(Stored items)
━━━━━━━━━━━━━━━━━━━━
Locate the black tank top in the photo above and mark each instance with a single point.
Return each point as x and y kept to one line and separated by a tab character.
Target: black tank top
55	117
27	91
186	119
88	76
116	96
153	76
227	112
━━━━━━━━━━━━━━━━━━━━
● **GIVEN INSTRUCTION**
Render every line of the records above as a JSON list of strings, with one string per line and any blank lines omitted.

● **EXERCISE OUTPUT**
[
  "Locate the black tank top in the photo above and mark each instance with a single point.",
  "Return each point as x and y kept to one line and separated by a tab character.",
  "Target: black tank top",
  "55\t117",
  "27\t91",
  "186\t119",
  "88\t76",
  "116\t96",
  "153\t76",
  "227\t112"
]